§ Instructions to follow: Find "Please tag the deck step" in the data below; transcribe the line it appears on and each line after it, exactly, to the end, and nothing else.

§ Available data:
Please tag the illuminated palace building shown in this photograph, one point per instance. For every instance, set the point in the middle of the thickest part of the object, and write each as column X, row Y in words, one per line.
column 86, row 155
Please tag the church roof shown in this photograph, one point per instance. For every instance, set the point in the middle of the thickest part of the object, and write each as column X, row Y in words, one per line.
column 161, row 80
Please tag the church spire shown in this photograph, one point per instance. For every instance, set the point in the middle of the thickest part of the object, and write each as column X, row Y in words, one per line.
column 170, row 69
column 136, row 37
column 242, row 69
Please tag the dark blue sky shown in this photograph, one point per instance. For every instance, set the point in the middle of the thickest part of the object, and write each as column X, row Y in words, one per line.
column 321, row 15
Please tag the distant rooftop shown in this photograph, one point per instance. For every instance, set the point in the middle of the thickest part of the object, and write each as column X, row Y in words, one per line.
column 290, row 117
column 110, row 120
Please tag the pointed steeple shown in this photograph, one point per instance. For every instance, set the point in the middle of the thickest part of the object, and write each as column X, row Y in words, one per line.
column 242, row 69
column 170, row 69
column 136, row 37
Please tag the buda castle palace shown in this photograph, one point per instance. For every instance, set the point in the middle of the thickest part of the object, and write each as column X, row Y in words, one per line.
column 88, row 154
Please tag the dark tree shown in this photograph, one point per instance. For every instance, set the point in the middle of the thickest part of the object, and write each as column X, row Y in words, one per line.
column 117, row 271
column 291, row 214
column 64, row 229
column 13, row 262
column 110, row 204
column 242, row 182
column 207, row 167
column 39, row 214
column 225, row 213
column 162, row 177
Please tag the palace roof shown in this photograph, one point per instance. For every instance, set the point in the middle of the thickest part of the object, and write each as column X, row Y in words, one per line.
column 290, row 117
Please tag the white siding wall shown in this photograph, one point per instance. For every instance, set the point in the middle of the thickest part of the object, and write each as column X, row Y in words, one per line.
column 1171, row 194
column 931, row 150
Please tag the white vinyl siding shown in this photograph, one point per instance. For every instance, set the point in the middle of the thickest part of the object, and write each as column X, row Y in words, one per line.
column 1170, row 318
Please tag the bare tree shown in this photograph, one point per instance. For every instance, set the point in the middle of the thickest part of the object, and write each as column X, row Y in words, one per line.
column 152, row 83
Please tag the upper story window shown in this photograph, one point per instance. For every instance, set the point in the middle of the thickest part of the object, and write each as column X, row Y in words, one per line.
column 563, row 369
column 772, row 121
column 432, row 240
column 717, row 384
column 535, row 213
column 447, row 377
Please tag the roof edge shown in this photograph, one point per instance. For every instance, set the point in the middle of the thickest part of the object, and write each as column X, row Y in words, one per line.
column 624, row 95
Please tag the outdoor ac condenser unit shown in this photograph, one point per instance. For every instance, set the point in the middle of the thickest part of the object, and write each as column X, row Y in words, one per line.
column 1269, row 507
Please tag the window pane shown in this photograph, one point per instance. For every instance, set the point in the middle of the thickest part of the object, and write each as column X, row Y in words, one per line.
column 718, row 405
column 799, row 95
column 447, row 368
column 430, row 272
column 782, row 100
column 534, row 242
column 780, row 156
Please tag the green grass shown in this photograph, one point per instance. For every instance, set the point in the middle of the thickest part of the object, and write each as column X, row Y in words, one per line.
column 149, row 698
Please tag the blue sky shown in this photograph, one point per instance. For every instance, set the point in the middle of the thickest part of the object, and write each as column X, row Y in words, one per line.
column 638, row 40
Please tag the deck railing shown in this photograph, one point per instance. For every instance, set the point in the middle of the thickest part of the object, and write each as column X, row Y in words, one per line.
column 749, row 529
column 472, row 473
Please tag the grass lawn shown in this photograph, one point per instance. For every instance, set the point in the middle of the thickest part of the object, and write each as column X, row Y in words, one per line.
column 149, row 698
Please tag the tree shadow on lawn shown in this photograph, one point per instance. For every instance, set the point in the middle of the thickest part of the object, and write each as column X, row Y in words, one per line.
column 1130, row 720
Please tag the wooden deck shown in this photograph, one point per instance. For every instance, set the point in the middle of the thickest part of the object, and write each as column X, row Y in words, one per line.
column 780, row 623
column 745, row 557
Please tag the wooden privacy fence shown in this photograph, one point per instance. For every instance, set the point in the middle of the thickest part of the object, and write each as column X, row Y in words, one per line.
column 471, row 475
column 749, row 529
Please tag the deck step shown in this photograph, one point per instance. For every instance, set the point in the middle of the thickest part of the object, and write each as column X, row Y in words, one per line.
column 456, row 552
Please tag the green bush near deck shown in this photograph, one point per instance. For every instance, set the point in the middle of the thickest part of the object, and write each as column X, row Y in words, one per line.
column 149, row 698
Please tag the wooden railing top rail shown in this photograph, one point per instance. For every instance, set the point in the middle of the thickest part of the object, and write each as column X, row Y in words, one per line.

§ Task solution:
Please tag the deck step shown in this photograph, one point per instance. For every instance, set the point in the middle of the thickest part of the object, and write each as column X, row Y in words, one per line.
column 456, row 552
Please tag the green bush near deck shown in this photograph, one point per instance. For every instance, set the point in the middle of the thickest part of the object, and write each as column X, row Y in words, one per line.
column 149, row 698
Please tag the wooden railing top rail shown in this photograph, one point per instance. For every instance, set the point in the middle of the thickest part of the object, and write each as column X, row Y in words, one per line.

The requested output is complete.